**PROBLEM TO SOLVE**
Could you reproduce each of the records below word for word, line for line, with nothing changed?

**RECORDS SHOWN**

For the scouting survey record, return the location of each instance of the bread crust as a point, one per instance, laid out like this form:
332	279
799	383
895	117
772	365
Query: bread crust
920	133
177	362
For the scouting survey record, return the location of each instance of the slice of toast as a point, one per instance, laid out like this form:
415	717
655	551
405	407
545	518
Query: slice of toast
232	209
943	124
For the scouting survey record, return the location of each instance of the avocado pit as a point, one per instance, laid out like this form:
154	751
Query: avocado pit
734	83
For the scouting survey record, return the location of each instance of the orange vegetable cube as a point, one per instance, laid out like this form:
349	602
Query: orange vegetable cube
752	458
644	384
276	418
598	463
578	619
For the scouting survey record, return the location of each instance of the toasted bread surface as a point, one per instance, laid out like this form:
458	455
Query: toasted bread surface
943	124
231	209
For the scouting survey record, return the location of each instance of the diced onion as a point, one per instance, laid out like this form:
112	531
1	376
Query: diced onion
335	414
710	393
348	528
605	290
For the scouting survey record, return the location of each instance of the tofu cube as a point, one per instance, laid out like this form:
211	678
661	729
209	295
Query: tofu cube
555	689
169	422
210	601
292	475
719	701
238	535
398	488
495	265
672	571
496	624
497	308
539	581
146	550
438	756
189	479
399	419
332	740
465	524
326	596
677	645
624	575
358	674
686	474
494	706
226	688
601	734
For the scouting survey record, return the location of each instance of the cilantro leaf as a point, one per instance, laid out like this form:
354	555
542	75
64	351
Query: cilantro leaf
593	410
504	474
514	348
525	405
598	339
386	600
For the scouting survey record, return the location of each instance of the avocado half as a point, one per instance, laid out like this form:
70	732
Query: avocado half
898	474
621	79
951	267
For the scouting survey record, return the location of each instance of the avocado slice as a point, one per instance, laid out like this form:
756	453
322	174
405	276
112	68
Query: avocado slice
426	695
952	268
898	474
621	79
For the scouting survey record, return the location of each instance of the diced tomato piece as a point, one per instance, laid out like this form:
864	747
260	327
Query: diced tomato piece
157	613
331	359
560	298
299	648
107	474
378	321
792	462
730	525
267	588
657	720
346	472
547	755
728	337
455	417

**RESULT BELOW**
For the scouting survey record, return the location of each instance of the bread crust as a point, one per instance, laid out like this form:
332	279
799	383
895	117
772	365
Query: bread crust
920	133
177	362
For the scouting survey record, return the location of each instance of the slice of toast as a point, one per instance, laid out like this form:
415	717
655	551
405	407
545	518
Query: slice of toast
232	209
943	124
For the scouting survey record, return the location of each instance of the avocado pit as a point, one per instance, laid out like this form:
154	751
Query: avocado pit
734	83
For the scouting survey record, return the location of each instance of the orange vegetable cube as a point, one per instance, laid out like this form:
349	602
Query: orange vegetable cube
752	458
644	384
276	418
598	463
578	619
For the scouting survey record, return the location of each instance of the toasted bread surface as a point, one per instance, laid out like this form:
458	455
Query: toasted bread surface
943	124
231	209
For the scouting survey record, return the location of each instance of the diced onion as a point, one per instance, laid out like this form:
112	531
1	376
Query: diced onion
335	414
710	393
348	528
605	290
For the scouting survey record, return the location of each instance of the tofu cube as a point, one per instance, laid out like this form:
211	678
661	729
209	295
Query: tofu cube
555	689
169	422
210	601
292	475
719	701
238	535
398	488
495	265
672	571
496	624
497	308
539	581
146	550
438	756
189	479
399	419
332	740
465	524
326	596
677	645
624	575
358	674
686	474
494	706
226	688
601	734
For the scouting survey record, return the location of each instance of the cilantro leaf as a point, one per instance, laid out like this form:
354	555
542	75
64	351
Query: cilantro leaf
593	410
504	474
514	348
525	405
598	339
386	600
For the scouting survey record, return the location of each instance of the avocado half as a point, one per instance, laid out like this form:
70	732
Query: avocado half
898	474
621	79
951	267
For the scouting survey record, return the location of each instance of the avocado slice as a point, one per instance, laid out like this form:
756	453
322	174
405	276
112	68
Query: avocado slice
426	695
952	268
898	474
621	79
For the scouting survey record, return the location of each instance of the diced tomato piece as a point, one per instance, laid out like this form:
864	747
260	327
Query: diced tomato piece
157	613
331	359
560	298
299	648
107	474
378	321
792	462
730	525
267	588
657	720
346	472
547	755
728	337
455	417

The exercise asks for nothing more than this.